▸ Potongan Teks
——————

"Sekarang, bayangkan rumah ibu yang rapi dan karpet ibu yang bersih, tak ternoda, dan tanpa jejak sepatu. Bagaimana perasaan ibu?" lanjut Virginia.
Sambil tetap menutup mata, senyum ibu itu merekah. Mukanya yang murung berubah cerah. Dia senang dengan bayangan yang dilihat di benaknya.
"Itu artinya tidak ada seorang pun di rumah ibu. Tak ada suami, tak ada anak-anak. Tak terdengar senda gurau dan tawa ceria mereka. Rumah ibu sepi dan kosong tanpa orang-orang yang ibu kasihi."
Mendengar ucapan psikolog tersebut, seketika muka sang ibu berubah keruh. Senyumnya langsung menghilang. Di antara helaan napasnya terdengar suara isak. Perasaannya terguncang. Pikirannya langsung cemas membayangkan apa yang tengah terjadi pada suami dan anak-anaknya.

——————

Data Tersimpan:
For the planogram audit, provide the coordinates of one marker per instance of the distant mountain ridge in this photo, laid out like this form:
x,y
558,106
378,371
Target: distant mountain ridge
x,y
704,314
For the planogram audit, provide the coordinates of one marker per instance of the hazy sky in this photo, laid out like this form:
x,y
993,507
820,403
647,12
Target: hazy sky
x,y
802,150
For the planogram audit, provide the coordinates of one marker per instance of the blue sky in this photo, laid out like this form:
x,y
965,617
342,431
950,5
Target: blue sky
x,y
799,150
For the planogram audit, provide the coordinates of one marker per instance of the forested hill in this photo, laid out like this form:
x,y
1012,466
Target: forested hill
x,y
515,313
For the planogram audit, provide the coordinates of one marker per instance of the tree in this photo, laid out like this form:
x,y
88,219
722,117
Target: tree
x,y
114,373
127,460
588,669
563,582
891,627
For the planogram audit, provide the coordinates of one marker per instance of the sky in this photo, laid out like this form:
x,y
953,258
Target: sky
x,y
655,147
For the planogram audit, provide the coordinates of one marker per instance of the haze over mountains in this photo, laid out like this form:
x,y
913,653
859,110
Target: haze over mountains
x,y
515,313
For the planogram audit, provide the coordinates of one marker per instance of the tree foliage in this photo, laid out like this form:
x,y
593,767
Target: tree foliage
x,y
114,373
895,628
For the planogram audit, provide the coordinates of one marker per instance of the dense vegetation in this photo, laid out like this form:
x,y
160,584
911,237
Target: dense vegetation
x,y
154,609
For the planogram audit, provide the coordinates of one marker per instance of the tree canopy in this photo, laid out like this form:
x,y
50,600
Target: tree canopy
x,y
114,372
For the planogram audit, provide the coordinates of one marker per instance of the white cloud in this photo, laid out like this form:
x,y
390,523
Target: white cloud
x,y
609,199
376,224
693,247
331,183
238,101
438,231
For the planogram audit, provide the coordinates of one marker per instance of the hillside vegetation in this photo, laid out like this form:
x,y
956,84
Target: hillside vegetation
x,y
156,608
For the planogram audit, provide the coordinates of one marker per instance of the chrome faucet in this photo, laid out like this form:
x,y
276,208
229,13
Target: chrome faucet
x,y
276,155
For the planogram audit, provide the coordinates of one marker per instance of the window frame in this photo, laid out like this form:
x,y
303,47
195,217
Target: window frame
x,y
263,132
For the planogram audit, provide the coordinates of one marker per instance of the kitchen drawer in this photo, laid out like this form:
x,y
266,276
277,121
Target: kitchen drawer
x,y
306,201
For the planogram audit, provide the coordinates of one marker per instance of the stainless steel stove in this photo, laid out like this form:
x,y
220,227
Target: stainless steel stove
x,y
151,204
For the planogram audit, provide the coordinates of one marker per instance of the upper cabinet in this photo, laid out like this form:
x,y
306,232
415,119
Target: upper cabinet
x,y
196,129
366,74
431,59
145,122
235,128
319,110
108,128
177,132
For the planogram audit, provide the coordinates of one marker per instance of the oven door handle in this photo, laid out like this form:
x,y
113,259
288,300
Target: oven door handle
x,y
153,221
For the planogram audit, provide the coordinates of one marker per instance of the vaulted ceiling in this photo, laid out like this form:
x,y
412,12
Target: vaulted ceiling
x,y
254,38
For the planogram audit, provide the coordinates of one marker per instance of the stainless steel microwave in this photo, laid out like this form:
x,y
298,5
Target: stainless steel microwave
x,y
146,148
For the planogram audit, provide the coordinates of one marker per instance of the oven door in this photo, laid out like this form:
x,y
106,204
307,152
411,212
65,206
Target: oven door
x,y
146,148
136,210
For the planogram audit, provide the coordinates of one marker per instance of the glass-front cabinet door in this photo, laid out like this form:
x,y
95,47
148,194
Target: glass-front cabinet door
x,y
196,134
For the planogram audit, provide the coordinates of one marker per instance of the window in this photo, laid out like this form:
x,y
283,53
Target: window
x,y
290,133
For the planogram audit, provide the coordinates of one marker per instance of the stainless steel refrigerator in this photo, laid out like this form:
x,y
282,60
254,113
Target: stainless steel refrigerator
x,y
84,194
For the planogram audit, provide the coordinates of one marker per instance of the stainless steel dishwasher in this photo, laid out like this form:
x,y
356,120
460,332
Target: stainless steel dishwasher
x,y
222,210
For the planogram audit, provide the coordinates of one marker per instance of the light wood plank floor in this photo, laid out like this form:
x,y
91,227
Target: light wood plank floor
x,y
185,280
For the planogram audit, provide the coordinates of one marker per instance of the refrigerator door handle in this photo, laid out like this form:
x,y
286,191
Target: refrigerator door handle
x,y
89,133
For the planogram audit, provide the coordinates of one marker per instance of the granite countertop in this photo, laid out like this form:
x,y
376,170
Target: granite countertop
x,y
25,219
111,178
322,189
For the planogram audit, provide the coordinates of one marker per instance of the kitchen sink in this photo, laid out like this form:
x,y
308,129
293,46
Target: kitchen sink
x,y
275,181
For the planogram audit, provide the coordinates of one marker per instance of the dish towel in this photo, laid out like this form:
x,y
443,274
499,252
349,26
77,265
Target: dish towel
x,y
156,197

——————

▸ Petunjuk Latihan
Tuliskan ulang tanpa mengubah apa pun bagian cerita tentang sang ibu dan psikolog itu, mulai dari "Mendengar ucapan psikolog" sampai "suami dan anak-anaknya.". Item di atas tidak dipakai sama sekali untuk tugas ini.

▸ Hasil Tugas
Mendengar ucapan psikolog tersebut, seketika muka sang ibu berubah keruh. Senyumnya langsung menghilang. Di antara helaan napasnya terdengar suara isak. Perasaannya terguncang. Pikirannya langsung cemas membayangkan apa yang tengah terjadi pada suami dan anak-anaknya.